[PASSAGE TO READ]

The second is education. All children must be encouraged and supported to pursue education to at least secondary school level. If they have to go to college, then efforts must be put to facilitate all the children to at least acquire post-secondary level education. This will enable them to understand the perspective of issues when they come up even if they do not agree with them. If some children drop out of school, they will always feel inadequate to contribute to any matter involving the family. This goes into breeding discontent.

Then there is conflict resolution. Conflict is inevitable where there are people. Opinions and approaches will always differ but if children are trained from an early age to be there for each other, then resolving conflict becomes their second nature. Differences will still exist, but trust would have been built from an early age, which prevents the conflict from degenerating into grudges or escalating into the public sphere.

A culture of deliberation should be cultivated. The family can hold regular meetings where any outstanding issue is handled even if it will not be resolved conclusively. In these meetings, parents encourage children to share freely and every point is considered even if parents already have a decision in mind. It will also help to bring out the gifts and strengths of each member of the family, which can be harnessed for the benefit of the whole family.

[AIM] Continue the passage above on raising a close-knit family, starting after its last sentence.

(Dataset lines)

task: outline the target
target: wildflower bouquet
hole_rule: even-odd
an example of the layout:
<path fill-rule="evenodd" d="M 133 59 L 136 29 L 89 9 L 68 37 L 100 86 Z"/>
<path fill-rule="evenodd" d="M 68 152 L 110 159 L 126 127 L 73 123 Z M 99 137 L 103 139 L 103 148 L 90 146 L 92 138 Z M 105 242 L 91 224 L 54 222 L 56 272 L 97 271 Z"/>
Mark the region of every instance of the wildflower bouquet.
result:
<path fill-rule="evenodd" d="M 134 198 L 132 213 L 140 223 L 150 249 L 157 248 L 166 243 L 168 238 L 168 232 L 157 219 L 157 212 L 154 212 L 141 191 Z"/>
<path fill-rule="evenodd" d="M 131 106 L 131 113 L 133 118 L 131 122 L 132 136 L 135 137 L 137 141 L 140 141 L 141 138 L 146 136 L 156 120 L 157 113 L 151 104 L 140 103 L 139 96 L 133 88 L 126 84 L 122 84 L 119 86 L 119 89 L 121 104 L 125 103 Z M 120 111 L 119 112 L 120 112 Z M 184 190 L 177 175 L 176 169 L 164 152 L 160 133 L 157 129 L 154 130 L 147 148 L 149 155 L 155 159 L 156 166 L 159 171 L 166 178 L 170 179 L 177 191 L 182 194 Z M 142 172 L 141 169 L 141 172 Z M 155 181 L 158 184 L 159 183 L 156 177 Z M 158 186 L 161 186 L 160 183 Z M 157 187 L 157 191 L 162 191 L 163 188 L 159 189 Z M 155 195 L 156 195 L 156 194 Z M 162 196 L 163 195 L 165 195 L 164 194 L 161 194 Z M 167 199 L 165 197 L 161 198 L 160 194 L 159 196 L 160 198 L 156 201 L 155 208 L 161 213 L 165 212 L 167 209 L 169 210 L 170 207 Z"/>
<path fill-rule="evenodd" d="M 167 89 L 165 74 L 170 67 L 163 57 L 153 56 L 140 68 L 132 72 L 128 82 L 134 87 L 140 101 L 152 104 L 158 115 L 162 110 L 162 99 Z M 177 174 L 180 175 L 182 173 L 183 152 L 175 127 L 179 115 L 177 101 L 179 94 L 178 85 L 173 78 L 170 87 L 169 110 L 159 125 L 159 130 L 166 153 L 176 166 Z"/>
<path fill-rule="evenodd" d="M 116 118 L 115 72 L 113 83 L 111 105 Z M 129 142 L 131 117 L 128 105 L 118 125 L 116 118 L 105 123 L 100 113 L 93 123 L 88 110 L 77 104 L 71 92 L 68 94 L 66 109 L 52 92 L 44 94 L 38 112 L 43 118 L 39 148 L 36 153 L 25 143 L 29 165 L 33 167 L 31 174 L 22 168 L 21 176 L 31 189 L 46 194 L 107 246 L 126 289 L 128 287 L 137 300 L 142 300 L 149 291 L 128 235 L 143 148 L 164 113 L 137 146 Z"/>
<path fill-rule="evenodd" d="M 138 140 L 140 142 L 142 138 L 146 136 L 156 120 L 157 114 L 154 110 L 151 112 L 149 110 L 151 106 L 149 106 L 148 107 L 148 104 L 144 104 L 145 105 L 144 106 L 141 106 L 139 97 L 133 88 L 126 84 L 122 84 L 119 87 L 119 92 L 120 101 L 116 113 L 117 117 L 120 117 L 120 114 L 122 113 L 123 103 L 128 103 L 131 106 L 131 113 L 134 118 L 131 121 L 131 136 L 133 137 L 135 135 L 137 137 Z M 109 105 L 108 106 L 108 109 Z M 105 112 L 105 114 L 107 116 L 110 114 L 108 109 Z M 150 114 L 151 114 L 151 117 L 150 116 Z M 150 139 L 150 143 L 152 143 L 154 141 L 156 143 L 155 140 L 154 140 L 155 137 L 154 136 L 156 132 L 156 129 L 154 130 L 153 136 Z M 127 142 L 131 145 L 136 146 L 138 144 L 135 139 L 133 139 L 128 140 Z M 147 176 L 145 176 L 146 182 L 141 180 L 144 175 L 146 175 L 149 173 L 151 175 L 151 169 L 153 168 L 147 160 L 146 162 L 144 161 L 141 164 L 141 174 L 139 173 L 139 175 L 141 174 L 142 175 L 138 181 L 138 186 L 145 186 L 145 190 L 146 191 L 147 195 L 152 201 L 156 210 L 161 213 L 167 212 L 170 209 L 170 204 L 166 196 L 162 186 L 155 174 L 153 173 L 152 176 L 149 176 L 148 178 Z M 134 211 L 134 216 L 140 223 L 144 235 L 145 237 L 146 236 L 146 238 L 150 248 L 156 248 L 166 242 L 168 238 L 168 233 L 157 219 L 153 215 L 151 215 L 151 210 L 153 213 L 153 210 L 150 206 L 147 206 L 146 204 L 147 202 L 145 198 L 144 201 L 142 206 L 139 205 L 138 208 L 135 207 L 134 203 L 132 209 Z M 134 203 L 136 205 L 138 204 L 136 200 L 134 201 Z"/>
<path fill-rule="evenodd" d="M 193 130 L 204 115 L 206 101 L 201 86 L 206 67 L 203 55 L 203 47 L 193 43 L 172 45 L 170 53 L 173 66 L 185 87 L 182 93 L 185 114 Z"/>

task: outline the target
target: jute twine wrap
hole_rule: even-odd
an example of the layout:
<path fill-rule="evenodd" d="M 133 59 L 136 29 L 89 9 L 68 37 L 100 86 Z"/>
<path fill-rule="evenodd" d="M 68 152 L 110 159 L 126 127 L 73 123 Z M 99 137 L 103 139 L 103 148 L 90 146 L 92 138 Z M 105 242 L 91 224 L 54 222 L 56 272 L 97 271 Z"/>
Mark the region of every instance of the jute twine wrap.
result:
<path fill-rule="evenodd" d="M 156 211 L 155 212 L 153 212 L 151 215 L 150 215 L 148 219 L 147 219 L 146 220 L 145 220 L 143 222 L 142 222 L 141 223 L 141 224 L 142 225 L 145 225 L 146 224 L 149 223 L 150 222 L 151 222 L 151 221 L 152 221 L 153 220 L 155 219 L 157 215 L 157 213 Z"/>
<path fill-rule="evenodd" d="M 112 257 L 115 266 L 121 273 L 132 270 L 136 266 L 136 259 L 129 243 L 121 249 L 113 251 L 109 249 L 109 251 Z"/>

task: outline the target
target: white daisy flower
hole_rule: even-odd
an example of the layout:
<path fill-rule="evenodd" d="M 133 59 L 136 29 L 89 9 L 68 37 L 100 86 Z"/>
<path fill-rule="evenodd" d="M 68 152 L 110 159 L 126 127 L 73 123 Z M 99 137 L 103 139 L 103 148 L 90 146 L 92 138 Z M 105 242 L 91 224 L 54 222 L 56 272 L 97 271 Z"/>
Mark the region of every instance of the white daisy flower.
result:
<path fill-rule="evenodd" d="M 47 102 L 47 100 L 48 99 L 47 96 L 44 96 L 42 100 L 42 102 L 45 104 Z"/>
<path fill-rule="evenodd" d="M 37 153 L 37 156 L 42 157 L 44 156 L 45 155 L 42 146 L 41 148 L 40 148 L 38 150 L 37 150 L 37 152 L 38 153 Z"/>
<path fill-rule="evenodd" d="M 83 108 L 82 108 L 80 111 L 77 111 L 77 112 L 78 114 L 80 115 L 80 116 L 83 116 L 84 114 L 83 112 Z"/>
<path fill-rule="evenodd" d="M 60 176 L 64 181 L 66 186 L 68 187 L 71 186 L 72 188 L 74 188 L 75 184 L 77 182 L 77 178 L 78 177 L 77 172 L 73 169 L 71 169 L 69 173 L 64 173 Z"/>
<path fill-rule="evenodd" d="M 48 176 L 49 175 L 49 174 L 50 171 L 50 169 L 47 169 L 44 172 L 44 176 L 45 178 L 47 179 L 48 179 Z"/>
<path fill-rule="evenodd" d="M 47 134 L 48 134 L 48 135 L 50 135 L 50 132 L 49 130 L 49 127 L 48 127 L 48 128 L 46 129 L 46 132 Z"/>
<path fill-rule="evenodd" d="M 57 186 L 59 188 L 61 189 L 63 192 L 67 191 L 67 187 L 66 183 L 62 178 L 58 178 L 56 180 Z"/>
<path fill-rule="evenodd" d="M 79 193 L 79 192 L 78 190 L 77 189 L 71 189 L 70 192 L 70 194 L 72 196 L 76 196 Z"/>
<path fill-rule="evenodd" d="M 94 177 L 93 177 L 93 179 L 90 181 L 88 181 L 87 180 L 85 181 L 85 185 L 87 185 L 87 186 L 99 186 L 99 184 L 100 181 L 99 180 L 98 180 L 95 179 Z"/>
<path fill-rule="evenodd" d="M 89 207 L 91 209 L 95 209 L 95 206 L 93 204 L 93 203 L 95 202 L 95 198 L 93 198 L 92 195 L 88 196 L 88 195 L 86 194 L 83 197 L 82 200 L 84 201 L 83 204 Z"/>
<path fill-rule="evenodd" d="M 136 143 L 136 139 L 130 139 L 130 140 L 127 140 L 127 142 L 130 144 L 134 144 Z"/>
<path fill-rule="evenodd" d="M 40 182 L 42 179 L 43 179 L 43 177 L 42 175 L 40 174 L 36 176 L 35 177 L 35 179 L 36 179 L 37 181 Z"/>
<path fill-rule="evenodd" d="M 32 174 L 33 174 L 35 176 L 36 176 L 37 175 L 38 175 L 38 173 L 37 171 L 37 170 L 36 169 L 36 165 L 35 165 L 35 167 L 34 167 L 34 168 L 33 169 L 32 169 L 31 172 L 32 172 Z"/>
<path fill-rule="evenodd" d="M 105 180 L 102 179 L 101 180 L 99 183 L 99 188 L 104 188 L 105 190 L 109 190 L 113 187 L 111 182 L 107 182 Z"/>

[RESULT OF THIS EXERCISE]
This can be controversial but crucial. The unity of a family rests on the matriarch. She brings love and empathy into the family, which fosters the household’s well-being. The matriarch’s beliefs seep through the relationships between family members through her nurture. This does not absolve the father of responsibility as he looks at the family’s strategic interest and big picture.

Capacity Building is a buzzword in non-governmental organisations about communities but applies also to families. The parents must build the capacity of the children individually and collectively for their family’s specific needs and reality. The parents should endeavour to bequeath to the children that which they know they can handle.

We always talk of culture as a community but culture is built in the family. All the above are tenets of culture about a family. Do not expect adult siblings to live in a way they did not experience and live through as children. Nothing good just happens.